*** Supplied information ***
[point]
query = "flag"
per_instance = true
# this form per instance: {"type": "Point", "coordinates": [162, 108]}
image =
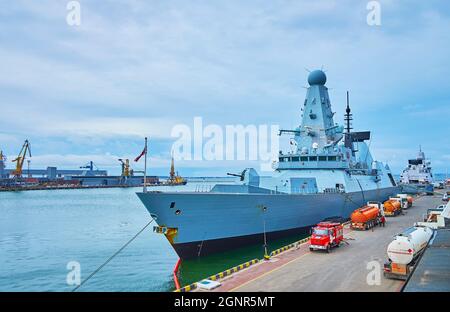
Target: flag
{"type": "Point", "coordinates": [144, 151]}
***
Directions:
Only an exact copy of the records, free of images, belongs in the answer.

Reply to the exercise:
[point]
query = "flag"
per_instance = true
# this form per instance: {"type": "Point", "coordinates": [162, 108]}
image =
Target: flag
{"type": "Point", "coordinates": [144, 151]}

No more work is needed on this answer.